## DOCUMENT TEXT
--- --- ---
Tart apples and sweet grapes burst with flavor when baked with zesty orange and warming spices inside a flaky all butter pie crust, evoking flavors reminiscent of mulled wine. The perfect pie for a fall feast.


Ingredients

Units
  • 2 disks all butter vodka pie dough or favorite pie dough (see recipe notes)
  • 4-5 Granny Smith apples - peeled & cored, about 2 lbs
  • 3 cups Thomcord or other seedless red grape, about 1 lb
  • 1 medium navel orange, zested & juiced
  • 3/4 cup granulated sugar
  • 2 teaspoons ground cinnamon
  • 1 teaspoons ground ginger
  • 1/2 teaspoon ground cloves
  • 2 tablespoons tapioca starch (or cornstarch)
  • 2 tablespoons cold butter, cut into 1/4" cubes

Instructions

You will need 2 disks of prepared pie dough, you can't go wrong with my All Butter Vodka Dough Recipe. *This recipe makes 2 disks. *If the dough is frozen, allow to thaw in the refrigerator overnight.

First, Remove the dough disks from refrigerator and allow them warm up for at least 15 minutes on the counter.

Make the Grape Apple Pie Filling

  1. Cut the peeled and cored apples into 1/8"- 1/4" slices. Place in a large mixing bowl and toss with grapes, orange zest & juice, sugar and spices. Set aside for at least 15 minutes so the juices begin to release from the fruit.
  2. In a small bowl, stir the tapioca starch together with a few tablespoons of the fruit juices to form a slurry. This will help thicken the filling so you don't end up with a soggy bottom pie. Then toss the slurry with the fruit.

Roll out the Pie Dough

  1. While the filling is resting, roll out the dough. Roll out the first disk onto a lightly floured surface about 11" round and 1/8" thick.
  2. Gently transfer the rolled dough into a 9" pie pan, leaving a 1"-2" overhang all the way around. Trim the edges and gather the scraps together, wrap scraps in plastic wrap and store in the fridge.
--- --- ---
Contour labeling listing
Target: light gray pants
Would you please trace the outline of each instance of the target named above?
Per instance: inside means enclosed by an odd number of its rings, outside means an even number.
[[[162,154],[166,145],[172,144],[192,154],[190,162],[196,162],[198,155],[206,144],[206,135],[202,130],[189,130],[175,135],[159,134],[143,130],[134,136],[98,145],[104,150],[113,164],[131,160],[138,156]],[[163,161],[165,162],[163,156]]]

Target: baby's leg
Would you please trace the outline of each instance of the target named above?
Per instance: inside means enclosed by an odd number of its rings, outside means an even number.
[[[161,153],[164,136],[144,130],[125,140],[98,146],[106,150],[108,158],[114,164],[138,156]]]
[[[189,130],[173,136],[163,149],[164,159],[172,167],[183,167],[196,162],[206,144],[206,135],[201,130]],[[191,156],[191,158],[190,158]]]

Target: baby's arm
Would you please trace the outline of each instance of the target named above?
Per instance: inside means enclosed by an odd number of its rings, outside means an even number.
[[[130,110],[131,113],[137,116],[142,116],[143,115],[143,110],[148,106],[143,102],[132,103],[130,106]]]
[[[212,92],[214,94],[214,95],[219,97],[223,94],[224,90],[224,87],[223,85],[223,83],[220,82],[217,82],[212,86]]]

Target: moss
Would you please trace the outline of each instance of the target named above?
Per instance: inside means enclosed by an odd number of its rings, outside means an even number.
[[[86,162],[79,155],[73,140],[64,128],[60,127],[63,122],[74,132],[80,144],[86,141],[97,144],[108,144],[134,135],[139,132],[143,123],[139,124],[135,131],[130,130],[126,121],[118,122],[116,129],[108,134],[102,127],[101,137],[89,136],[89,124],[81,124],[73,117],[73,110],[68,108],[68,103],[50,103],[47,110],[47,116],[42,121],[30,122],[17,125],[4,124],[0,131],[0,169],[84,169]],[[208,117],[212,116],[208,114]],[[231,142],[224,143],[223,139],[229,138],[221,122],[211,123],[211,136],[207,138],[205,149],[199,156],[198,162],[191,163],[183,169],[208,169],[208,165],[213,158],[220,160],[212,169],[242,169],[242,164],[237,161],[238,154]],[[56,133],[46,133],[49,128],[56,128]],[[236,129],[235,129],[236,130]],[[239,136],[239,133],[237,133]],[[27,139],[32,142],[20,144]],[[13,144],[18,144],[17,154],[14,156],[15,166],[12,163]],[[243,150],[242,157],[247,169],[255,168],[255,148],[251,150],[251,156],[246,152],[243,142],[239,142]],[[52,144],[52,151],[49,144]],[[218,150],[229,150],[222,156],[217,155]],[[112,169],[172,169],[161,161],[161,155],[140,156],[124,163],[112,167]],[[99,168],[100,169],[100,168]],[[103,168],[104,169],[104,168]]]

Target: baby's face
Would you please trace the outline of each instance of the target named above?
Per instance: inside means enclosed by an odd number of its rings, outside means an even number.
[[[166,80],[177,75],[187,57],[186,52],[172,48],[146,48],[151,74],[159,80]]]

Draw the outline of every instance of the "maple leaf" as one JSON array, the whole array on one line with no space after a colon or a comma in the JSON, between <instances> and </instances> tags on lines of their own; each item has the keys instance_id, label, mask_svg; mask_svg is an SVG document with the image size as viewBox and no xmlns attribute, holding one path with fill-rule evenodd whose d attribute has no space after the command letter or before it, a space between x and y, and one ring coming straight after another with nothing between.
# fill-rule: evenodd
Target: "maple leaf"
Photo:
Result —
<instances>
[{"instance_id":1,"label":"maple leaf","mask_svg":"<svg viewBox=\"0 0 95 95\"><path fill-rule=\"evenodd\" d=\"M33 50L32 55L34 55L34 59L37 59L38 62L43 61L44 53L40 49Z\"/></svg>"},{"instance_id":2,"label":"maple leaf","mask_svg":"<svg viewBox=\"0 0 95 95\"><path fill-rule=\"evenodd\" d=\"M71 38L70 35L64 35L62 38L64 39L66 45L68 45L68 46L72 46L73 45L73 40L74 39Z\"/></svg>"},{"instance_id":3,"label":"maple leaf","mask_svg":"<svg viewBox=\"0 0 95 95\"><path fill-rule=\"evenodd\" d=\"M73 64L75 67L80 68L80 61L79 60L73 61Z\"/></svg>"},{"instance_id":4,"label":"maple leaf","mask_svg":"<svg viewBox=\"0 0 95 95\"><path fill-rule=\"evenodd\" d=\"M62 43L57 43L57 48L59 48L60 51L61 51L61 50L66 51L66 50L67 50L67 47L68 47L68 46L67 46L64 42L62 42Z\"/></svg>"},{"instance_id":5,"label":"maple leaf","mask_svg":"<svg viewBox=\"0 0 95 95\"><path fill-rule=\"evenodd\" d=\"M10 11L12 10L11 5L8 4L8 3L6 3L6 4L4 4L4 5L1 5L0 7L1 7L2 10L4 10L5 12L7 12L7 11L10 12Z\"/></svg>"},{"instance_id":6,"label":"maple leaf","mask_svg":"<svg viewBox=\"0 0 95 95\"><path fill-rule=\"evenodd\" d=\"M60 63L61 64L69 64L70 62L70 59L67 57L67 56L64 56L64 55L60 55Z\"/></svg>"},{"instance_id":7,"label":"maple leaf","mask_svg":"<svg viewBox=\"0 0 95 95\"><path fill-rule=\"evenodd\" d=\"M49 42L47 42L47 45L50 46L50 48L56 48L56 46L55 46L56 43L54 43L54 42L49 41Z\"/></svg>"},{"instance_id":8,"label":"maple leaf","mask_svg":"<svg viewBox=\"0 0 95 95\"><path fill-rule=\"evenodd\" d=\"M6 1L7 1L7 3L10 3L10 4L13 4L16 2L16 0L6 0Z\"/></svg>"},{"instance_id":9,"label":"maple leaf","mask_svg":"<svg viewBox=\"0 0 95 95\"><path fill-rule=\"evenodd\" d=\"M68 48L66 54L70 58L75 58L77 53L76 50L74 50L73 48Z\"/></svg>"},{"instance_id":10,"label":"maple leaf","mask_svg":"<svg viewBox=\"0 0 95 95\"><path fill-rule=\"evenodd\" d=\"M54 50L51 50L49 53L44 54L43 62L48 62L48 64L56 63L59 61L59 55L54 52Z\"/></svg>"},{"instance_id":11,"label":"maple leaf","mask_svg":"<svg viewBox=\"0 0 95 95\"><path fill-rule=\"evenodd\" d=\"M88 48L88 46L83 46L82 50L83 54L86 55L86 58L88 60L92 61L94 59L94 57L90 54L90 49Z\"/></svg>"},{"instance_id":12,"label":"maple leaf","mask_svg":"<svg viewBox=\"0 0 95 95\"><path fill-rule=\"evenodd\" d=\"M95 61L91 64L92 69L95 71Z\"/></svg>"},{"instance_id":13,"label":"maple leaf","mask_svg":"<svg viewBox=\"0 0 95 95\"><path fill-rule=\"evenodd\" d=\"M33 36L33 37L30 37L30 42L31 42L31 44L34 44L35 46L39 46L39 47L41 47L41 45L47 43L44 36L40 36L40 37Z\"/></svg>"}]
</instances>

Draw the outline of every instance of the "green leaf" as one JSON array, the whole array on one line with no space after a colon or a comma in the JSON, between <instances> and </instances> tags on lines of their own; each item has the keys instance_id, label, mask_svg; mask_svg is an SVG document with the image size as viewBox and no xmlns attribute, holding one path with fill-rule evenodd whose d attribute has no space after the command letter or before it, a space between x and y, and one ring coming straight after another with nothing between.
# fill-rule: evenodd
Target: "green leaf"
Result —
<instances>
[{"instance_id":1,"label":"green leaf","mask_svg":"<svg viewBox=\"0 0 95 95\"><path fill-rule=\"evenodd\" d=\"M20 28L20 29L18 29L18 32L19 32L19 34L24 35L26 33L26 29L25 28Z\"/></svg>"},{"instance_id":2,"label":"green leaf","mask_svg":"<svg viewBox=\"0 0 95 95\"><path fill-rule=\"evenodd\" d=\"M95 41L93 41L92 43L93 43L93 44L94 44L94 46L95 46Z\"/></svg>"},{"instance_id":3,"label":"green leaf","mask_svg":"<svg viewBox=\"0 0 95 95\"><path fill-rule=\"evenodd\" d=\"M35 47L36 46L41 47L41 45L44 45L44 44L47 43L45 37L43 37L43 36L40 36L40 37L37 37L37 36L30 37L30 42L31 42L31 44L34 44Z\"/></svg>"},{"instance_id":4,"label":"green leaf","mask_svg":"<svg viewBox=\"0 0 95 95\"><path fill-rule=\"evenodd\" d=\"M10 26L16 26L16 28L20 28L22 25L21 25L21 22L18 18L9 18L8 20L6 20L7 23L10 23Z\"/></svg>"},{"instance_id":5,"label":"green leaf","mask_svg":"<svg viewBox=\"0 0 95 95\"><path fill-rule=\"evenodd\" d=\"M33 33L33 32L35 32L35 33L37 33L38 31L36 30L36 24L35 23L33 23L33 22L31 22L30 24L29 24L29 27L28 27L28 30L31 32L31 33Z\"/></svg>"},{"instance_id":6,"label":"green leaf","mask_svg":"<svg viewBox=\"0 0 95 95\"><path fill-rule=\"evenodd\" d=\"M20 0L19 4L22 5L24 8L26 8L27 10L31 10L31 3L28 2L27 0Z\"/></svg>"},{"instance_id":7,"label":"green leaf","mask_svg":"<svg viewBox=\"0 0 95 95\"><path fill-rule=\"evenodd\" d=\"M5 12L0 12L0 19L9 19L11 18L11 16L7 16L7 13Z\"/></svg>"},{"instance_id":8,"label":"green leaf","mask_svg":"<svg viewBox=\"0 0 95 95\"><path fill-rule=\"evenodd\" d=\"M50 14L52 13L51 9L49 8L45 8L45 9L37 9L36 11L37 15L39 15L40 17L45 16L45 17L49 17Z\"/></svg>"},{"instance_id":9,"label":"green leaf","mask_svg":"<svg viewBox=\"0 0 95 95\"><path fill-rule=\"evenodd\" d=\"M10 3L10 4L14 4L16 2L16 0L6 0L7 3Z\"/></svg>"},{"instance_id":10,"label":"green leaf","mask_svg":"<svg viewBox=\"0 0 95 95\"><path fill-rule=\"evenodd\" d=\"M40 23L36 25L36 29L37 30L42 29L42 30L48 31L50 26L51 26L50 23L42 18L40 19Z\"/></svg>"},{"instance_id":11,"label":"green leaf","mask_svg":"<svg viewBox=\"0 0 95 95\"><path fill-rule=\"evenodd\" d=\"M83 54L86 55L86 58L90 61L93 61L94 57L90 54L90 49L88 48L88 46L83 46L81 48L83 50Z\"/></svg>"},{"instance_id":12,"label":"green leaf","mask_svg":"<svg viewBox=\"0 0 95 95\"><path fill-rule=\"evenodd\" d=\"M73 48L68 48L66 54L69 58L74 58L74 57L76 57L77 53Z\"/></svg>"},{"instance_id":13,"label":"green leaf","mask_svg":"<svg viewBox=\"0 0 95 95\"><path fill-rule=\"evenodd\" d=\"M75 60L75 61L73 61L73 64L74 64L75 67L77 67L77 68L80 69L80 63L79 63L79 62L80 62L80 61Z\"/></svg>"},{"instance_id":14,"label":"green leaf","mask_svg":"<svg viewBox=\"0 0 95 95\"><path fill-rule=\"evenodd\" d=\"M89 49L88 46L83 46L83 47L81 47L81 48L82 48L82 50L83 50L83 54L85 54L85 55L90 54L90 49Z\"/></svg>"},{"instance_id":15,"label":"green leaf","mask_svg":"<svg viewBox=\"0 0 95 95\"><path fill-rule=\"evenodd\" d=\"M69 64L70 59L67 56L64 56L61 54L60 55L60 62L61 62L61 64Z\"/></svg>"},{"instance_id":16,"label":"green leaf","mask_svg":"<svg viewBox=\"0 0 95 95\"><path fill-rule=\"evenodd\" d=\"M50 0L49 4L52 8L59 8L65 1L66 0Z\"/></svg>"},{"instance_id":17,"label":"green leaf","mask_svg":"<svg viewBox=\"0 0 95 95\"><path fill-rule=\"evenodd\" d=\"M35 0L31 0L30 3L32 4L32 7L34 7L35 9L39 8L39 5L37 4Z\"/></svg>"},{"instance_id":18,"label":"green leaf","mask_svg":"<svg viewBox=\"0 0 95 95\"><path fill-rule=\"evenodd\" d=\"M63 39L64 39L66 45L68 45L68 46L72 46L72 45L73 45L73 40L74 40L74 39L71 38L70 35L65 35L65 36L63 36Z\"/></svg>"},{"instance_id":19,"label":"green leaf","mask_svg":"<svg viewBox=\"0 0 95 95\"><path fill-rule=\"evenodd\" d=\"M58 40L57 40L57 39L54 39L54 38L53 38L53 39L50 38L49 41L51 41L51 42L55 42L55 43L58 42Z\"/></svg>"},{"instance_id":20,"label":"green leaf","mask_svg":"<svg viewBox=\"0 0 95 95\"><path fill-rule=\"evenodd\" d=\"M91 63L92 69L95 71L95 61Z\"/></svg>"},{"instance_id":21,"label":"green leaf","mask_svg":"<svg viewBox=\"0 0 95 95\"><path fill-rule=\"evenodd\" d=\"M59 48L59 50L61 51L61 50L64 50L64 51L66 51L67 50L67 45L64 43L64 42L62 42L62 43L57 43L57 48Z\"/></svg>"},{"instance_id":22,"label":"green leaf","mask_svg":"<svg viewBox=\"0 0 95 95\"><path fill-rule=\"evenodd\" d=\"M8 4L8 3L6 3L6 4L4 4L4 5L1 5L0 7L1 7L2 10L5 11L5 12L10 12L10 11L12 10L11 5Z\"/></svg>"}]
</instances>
--- --- ---
## ACTIONS TO TAKE
- 1) Name every ground spice in the ingredient list of the grape apple pie recipe.
- 2) Resume the grape apple pie recipe, picking up right after its last sentence.
The listing has nothing to do with the work here.

## RESULTS BY TASK
- 1) Ground cinnamon, ground ginger, and ground cloves.

- 2)
  3. Tuck the edge underneath itself to form a ring around the edge of the pie plate.
    Place the pie shell a lined baking sheet in the fridge and chill while you roll out the other dough disk.
  4. Roll the second dough disk into a round shape 1/8" thick. Using a straight edge and a pizza cutter or small knife, cut the dough into 1" - 1 1/2" wide strips. *If the dough strips are becoming too warm and soft, transfer to a lined baking sheet and chill in the fridge for a few minutes.
  5. Gather the scraps together and cut out leaf shapes or make a little grape cluster if you'd like. *If the dough is getting too soft, chill in the fridge for a few minutes to firm back up.

Shape the Grape Apple Pie

  1. Spoon the spiced up grape apple pie filling into the bottom shell, forming a mound that is taller in the center of the pie. Then dot the top with 1/4" butter bits.
  2. Arrange half of the dough strips horizontally over the filling, evenly spaced out. Use the longer strips in the center and the shorter strips towards the edge.
    Gently fold back every other strip just past the center and lay another long strip across the pie, perpendicular to the horizontal strips. Unfold the strips to their original position, back over the top of the perpendicular strip.
  3. Going in the same direction, fold back the strips that weren't folded back the first round, lay another perpendicular strip on top, them fold them back to their original positions.
    Repeat the process on the other side of the pie. Be sure you are alternating the strips that are folded back so that they weave in and out, over and under.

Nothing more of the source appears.